▶ Try it:
Each line of the listing below that includes "block" must be copied.

▼

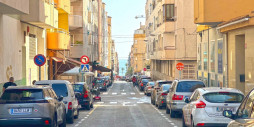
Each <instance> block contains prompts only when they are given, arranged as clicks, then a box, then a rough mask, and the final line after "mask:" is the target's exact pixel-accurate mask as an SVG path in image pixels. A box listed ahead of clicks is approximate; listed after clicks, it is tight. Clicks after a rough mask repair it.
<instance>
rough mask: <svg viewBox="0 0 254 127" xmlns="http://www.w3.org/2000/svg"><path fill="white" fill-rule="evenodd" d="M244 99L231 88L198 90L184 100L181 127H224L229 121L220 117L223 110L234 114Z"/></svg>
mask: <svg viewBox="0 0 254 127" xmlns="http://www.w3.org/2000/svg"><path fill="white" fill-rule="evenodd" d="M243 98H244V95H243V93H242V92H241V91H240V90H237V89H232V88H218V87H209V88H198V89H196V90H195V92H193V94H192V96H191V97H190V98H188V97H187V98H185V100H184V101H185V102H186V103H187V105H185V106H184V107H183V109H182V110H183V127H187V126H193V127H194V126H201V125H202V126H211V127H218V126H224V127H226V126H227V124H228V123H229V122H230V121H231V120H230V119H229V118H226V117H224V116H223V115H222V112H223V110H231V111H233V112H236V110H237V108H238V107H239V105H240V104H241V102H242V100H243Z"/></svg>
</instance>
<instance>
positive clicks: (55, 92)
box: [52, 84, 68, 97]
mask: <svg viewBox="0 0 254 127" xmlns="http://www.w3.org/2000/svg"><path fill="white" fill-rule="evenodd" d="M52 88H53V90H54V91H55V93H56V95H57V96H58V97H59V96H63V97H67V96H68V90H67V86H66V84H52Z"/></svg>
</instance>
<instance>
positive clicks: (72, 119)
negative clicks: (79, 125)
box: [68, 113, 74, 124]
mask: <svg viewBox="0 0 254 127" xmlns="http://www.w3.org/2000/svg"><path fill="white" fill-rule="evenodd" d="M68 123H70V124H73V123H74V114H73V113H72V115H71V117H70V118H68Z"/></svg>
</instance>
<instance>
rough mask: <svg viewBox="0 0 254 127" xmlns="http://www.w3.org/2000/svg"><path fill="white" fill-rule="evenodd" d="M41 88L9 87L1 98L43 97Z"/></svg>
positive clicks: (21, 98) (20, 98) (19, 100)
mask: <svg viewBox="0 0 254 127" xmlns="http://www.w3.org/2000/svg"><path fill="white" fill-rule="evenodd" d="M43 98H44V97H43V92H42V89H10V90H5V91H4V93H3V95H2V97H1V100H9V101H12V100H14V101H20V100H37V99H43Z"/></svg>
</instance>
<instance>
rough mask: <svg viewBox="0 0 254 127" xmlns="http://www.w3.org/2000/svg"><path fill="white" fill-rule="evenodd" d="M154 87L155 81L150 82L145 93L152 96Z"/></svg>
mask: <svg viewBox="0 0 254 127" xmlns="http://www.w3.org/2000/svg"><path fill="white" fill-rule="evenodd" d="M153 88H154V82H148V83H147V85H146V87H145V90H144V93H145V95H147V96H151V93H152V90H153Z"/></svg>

▲
▼

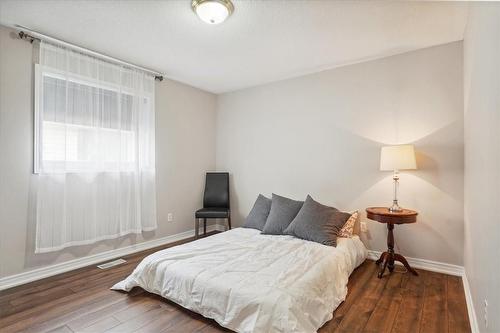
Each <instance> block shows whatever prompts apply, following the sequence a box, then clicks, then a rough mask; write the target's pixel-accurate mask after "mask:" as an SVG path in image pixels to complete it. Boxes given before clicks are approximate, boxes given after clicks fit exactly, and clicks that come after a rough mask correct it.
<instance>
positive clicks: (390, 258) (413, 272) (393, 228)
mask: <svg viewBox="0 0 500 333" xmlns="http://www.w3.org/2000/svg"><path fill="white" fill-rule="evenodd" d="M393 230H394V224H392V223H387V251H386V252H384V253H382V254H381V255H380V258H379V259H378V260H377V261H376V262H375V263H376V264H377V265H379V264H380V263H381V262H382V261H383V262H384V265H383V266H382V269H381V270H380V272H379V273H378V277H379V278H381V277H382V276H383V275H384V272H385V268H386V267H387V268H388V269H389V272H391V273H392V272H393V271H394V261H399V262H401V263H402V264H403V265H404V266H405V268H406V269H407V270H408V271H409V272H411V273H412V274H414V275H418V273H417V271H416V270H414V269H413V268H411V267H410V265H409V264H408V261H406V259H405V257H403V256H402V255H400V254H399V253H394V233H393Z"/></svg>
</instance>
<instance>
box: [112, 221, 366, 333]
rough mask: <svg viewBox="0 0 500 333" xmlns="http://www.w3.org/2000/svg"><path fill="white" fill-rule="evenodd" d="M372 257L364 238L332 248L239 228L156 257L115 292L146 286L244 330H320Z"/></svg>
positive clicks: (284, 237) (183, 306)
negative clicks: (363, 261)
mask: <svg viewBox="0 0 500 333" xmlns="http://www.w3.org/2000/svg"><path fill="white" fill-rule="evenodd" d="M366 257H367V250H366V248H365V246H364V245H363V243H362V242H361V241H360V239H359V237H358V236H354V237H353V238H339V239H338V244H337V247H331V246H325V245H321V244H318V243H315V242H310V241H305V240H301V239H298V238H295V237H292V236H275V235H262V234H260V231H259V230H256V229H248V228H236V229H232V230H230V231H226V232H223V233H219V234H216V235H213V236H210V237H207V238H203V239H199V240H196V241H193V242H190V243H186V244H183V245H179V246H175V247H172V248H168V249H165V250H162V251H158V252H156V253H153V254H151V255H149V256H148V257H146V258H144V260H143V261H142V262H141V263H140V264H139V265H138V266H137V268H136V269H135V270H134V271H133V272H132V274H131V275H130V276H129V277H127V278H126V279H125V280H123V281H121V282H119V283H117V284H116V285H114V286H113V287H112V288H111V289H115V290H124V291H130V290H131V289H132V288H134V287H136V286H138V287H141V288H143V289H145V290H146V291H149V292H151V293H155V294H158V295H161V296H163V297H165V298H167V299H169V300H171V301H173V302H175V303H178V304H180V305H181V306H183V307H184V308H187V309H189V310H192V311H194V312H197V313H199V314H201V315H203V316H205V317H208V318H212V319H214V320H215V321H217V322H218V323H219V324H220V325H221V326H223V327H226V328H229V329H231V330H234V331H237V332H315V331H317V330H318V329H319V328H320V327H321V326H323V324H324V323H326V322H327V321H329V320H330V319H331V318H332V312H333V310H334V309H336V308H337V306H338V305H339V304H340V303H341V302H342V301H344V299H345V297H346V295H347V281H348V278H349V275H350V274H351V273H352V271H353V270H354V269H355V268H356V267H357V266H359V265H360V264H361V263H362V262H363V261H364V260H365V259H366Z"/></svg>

▲
▼

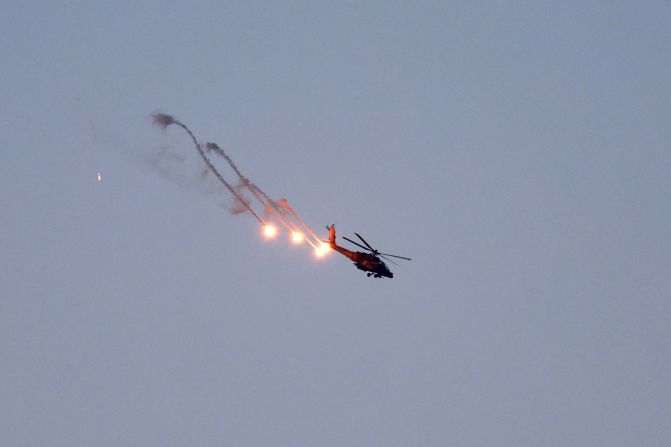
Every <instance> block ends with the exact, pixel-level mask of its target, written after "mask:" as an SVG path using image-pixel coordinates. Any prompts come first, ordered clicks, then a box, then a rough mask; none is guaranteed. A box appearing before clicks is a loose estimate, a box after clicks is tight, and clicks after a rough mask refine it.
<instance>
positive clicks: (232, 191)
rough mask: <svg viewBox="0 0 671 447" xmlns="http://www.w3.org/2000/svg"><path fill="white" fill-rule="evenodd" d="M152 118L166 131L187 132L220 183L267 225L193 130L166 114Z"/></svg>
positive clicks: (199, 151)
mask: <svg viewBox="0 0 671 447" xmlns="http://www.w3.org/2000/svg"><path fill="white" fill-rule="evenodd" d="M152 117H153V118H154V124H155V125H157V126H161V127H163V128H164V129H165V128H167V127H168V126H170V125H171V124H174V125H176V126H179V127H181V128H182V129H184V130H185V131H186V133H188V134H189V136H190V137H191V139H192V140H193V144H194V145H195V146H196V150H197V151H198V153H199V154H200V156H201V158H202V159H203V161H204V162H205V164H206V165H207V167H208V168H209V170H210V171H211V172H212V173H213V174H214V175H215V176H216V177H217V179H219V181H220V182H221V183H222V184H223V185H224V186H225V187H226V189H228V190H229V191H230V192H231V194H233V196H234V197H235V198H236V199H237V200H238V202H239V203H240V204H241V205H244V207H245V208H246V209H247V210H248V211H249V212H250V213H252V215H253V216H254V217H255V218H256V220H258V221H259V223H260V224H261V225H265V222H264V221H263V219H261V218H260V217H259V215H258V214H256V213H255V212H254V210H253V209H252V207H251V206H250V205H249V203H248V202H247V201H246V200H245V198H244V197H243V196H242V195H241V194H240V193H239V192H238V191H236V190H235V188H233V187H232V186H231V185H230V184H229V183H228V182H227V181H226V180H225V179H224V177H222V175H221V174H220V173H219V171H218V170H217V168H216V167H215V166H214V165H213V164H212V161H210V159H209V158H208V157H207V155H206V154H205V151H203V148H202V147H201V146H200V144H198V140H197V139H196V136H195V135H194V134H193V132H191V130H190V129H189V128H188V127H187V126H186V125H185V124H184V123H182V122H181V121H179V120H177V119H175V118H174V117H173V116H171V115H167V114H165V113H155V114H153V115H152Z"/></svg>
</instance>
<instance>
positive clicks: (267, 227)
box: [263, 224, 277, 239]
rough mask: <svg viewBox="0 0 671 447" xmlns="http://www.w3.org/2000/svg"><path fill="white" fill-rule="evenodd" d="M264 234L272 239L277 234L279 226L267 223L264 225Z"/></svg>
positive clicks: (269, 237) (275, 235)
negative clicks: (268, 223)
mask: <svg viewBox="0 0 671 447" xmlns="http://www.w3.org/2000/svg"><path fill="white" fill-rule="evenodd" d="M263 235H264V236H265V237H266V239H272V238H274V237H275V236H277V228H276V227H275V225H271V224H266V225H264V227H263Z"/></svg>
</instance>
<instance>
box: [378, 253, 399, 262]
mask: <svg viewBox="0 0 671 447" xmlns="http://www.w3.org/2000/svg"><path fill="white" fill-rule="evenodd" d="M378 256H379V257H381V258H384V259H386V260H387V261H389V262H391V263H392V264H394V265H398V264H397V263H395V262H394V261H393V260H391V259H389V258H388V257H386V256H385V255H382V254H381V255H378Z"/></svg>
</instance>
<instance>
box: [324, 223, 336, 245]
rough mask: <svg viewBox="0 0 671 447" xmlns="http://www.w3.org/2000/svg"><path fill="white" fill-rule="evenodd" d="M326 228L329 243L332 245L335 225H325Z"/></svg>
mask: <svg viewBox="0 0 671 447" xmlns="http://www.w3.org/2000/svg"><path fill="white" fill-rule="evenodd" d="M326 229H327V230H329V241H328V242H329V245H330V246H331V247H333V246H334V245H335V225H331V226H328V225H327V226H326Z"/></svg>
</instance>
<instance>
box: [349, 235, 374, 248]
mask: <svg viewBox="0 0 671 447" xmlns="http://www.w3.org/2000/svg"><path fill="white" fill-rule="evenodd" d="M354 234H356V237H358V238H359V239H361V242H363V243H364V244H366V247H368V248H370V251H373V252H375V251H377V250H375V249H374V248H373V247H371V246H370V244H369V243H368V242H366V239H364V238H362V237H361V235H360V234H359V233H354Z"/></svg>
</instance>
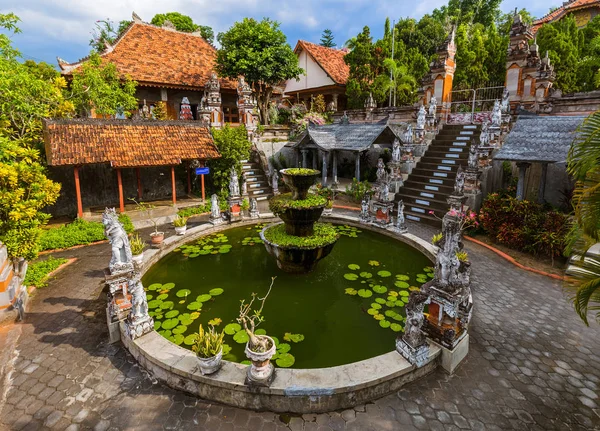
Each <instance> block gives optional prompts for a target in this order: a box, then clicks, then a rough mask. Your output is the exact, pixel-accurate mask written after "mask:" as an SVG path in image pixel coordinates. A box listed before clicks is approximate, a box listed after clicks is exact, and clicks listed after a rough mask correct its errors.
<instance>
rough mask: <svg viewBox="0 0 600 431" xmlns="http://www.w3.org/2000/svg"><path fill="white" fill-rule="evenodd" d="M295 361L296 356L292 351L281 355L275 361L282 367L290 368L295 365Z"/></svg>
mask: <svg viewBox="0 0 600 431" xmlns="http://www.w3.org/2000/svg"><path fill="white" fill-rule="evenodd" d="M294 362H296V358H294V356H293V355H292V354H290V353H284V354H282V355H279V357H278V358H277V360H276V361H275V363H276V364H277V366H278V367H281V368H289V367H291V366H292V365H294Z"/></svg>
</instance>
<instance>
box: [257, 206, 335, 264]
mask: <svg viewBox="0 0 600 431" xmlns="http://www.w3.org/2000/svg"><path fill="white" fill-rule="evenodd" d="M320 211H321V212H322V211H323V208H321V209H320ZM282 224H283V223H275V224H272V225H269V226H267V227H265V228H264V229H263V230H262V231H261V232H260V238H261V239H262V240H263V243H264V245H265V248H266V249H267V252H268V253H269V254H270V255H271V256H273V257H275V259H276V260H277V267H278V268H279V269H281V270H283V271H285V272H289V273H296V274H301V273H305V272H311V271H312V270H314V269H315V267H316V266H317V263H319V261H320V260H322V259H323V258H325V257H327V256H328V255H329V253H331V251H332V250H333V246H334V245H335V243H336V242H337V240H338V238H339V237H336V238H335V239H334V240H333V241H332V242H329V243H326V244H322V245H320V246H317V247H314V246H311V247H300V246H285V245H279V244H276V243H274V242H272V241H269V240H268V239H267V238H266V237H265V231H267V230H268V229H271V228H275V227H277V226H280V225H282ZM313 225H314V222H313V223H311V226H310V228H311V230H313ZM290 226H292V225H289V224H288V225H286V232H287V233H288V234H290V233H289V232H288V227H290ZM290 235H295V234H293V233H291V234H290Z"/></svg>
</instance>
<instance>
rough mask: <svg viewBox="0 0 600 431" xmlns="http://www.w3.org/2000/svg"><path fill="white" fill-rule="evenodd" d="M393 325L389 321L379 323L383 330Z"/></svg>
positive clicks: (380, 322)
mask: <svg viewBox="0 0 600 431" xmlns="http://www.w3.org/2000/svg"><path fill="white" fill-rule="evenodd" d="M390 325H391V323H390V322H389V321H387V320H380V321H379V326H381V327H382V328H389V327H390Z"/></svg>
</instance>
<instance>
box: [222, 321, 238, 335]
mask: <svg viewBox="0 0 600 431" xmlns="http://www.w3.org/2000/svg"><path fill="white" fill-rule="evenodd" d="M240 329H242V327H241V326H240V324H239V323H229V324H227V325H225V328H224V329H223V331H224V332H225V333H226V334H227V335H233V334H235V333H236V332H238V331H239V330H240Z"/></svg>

▲

▶ Task output:
Each <instance> block contains prompts only when they are given, arranged as clicks, then a box, then a rough mask, and the final line after "mask:" is the target's exact pixel-accurate mask as an SVG path in image pixels. A box listed ahead of clicks is approximate; listed after clicks, it is tight. Clicks after a rough mask repair it.
Each <instance> block shows whatever prompts apply, following the sequence a box, then clicks, then a rough mask; write the target's pixel-accurate mask after "mask:" as an SVG path in image pixels to complete it. Boxes given before clicks are approximate, boxes given after clicks fit exactly, and clicks that come after a rough mask correct it.
Every <instance> block ends with the exact, pixel-level mask of its target, written after "mask:" as an SVG path using image-pixel coordinates. Any prompts come first, ordered clicks, then a box, then a rough mask; none is guaranteed. A box appearing before clicks is a loose estimate, a box after clicks is tight, and clicks after a rough mask refine it.
Each <instance> block gives optional prompts for a target in this order: a box, then clicks, then a rough mask. Your output is the exact, pixel-accurate mask written after "mask:" as an SVG path in image pixel coordinates. A box listed before clicks is approximate, a box listed after clicks is exact, and clicks listed after a rough mask correct its errors.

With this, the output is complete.